Exercise instructions:
Reproduce word for word the stretch of the article on Muskegon County funeral homes from "Also caught off" through "coronavirus in November.".

Document excerpt:
++++++++
MUSKEGON, Mich. (WOOD) — A recent surge in COVID-19 deaths has Muskegon County funeral homes scrambling to keep up.
Dale Clock of Clock Funeral Home in Muskegon said nearly every day in November, his team got a call from a grieving family that had just lost a loved one to the virus.
“Fifty-five people died that called us to take care of them,” Clock said. “Typically, 30 to 35 people is a normal month for us.”
Of those 55, nearly half died after contracting coronavirus, he said.
The surge in calls came as Muskegon County in November doubled the number of COVID-19-related deaths it had seen in the previous eight months combined.
“We weren’t expecting that major of an increase in the amount of deaths,” Clock said.
Also caught off guard were the families of those who unexpectedly died from the virus. Three weeks after his father’s death, Jack Clark Jr. returned to Clock Funeral Home Wednesday to collect his father’s ashes.
Clark’s father, Jack Clark Sr., was one of 96 Muskegon County residents who died from coronavirus in November.
“I lost my father, my best friend,” Clark Jr. said.
A father of five and husband of 55 years, Clark Sr. died Nov. 10 at the age of 79.
“I was expecting him to live a lot longer,” Clark Jr. said. “He was in the best shape of his life. He was vibrant, he was healthy.”
Funeral directors across the county have been working around the clock to console families in similar situations.
++++++++
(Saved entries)

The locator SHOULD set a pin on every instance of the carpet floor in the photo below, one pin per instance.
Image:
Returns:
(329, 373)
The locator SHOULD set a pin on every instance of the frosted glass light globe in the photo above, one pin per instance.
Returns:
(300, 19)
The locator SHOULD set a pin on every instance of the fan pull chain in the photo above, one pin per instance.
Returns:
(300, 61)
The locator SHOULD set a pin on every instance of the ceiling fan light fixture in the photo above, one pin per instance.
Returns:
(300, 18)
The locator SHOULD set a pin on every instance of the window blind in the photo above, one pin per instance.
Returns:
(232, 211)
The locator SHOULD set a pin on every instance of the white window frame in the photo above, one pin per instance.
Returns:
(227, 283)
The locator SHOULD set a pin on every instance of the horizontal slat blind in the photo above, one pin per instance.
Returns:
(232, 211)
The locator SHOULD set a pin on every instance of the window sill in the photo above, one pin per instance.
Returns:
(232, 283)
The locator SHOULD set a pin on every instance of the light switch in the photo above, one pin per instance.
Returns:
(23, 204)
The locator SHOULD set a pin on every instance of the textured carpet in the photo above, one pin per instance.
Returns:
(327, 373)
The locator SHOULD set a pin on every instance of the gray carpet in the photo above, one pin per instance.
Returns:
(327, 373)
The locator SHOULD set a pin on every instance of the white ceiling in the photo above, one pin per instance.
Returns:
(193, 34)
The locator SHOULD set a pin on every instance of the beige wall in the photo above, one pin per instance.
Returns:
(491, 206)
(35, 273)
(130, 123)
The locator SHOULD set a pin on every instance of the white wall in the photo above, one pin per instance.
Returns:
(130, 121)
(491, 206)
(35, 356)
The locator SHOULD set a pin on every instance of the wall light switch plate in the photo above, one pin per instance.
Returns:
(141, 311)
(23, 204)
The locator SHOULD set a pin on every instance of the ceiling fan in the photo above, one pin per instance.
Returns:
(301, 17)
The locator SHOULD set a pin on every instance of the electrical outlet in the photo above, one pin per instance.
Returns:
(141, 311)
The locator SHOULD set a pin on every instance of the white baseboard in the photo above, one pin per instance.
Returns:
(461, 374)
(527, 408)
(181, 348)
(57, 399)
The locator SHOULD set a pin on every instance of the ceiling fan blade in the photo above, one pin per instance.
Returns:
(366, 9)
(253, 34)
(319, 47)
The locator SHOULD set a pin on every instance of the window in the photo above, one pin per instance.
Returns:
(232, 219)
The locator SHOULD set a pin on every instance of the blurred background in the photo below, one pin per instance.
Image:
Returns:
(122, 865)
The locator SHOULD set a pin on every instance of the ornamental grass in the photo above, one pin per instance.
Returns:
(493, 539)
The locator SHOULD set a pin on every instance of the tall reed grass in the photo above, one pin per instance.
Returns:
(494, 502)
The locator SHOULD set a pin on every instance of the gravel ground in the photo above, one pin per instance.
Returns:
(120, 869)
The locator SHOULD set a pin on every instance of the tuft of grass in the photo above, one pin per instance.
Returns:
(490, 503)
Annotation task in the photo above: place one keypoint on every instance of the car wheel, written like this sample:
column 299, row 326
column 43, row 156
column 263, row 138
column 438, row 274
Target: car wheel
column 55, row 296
++++++++
Expected answer:
Also caught off guard were the families of those who unexpectedly died from the virus. Three weeks after his father’s death, Jack Clark Jr. returned to Clock Funeral Home Wednesday to collect his father’s ashes.
Clark’s father, Jack Clark Sr., was one of 96 Muskegon County residents who died from coronavirus in November.